:: KUTIPAN BACAAN ::

Baca berita dengan sedikit iklan, klik di sini
TEMPO.CO, Jakarta - Sepekan menjelang purna tugas dari jabatan Wakil Ketua Komisi Pemberantasan Korupsi (KPK), Alexander Marwata mulai merapikan ruang kerja yang dia tempati sembilan tahun terakhir. Wakil Pimpinan KPK dua periode itu menyatakan tak banyak barang-barang pribadinya yang harus dibawa pulang ke rumah. “Ketika pimpinan baru sudah mulai aktif dan menggunakan ruang kerja saya, ruangannya sudah bersih,” ujar Alex kepada Tempo, 14 Desember 2024.
Tak hanya membereskan barang, Alex bersama Ketua KPK sementara Nawawi Pomolango, serta dua wakil lainnya yakni Johanis Tanak dan Nurul Ghufron menggelar konsolidasi dengan para staf. “Saya bilang, hentikanlah segala bentuk polemik itu karena kita enggak mungkin bisa mengganti mereka. Saya berharap mereka yang nanti mengawal pimpinan baru,” ucapnya.

:::
:: DATA TEREKAM ::

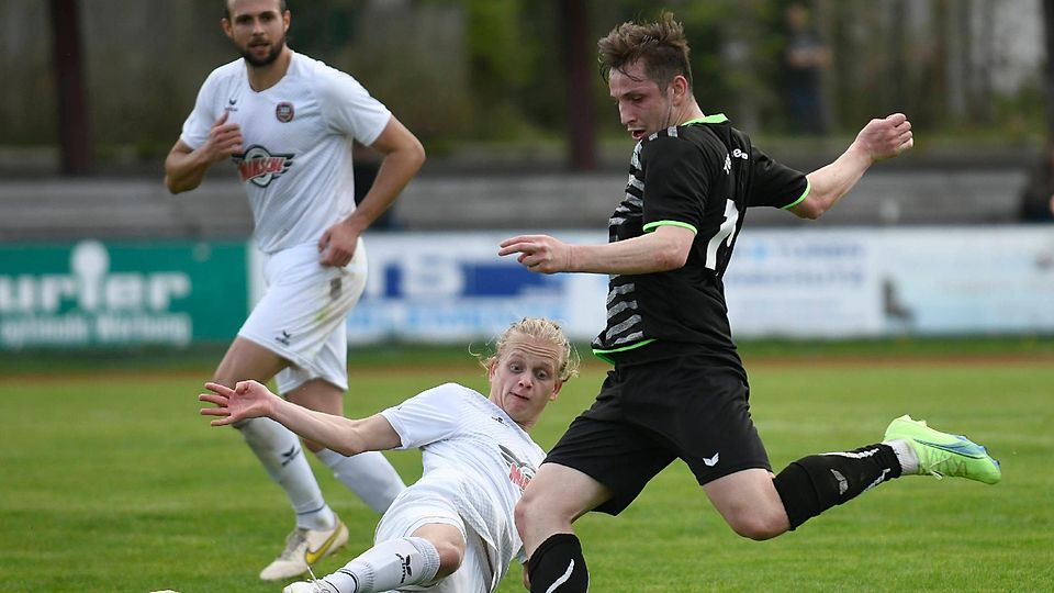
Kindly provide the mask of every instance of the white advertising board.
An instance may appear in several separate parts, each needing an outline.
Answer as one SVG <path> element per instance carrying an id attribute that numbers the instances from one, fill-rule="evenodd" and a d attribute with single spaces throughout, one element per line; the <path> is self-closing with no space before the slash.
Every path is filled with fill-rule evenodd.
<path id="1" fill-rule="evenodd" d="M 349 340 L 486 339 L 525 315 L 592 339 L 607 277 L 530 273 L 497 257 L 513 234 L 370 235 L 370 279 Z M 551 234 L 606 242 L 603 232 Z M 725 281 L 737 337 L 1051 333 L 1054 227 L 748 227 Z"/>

:::
:: DATA TEREKAM ::

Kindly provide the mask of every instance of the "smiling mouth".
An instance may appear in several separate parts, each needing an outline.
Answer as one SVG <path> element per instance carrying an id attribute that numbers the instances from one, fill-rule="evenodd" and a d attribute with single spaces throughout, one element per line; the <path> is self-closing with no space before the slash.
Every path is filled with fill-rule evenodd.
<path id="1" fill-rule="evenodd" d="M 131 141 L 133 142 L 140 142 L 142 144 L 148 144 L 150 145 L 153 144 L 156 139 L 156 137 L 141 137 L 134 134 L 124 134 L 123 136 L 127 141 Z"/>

:::
:: DATA TEREKAM ::

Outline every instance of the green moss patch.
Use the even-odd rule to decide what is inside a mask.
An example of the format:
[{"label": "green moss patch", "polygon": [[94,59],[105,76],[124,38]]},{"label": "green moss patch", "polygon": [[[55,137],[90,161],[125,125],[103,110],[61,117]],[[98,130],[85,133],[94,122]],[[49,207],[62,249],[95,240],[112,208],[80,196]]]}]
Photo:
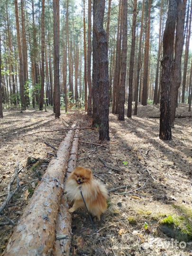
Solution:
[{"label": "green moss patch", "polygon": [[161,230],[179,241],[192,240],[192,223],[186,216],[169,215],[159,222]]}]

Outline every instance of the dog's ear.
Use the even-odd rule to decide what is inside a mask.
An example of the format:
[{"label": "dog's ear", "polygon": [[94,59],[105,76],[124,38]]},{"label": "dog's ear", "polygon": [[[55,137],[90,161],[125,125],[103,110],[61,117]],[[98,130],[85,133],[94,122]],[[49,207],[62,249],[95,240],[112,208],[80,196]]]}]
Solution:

:::

== TANTANGAN ==
a - Menurut berita tentang Alexander Marwata, berapa lama ia menempati ruang kerjanya di KPK?
b - Teruskan berita tentang Alexander Marwata dari bagian tempat teksnya berhenti.
Catatan-catatan ini tidak ada kaitannya dengan berita tentang Alexander Marwata.

== JAWABAN LATIHAN ==
a - Sembilan tahun terakhir.

b -
Masa tugas Alexander Marwata bersama tiga koleganya yakni Nawawi Pomolango, Nurul Ghufron, dan Johanis Tanak sebagai pimpinan KPK periode 2019-2024 berakhir per 20 Desember 2024. Mereka akan digantikan lima pimpinan yang baru dilantik Presiden Prabowo Subianto pada Senin, 16 Desember lalu yakni Setyo Budiyanto, Fitroh Rohcayanto, Agus Joko Pramono, Ibnu Basuki Widodo, dan Johanis Tanah yang terpilih kembali. Setyo yang merupakan pensiunan komisaris jenderal polisi itu didapuk Komisi III DPR menjadi Ketua KPK. Sisanya menjabat wakil ketua.
Alex mengakui selama lima tahun terakhir pegawai KPK tak lagi vokal sebagaimana mestinya dulu. “Baru akhir-akhir ini ada yang kirim email internal menyatakan keprihatinan atas kekalahan KPK di beberapa kasus,” ujar Alex. KPK memang belakangan ini kalah praperadilan atas penetapan tersangka Gubernur Kalimantan Selatan Sahbirin Noor. KPK juga kalah praperadilan dari mantan Wakil Menteri Hukum dan Hak Asasi Manusia Eddy Hiariej serta kekalahan-kekalahan lainnya. “Aku bilang, ini sudah terlambat kalian, kenapa baru sekarang?” ujar Alex.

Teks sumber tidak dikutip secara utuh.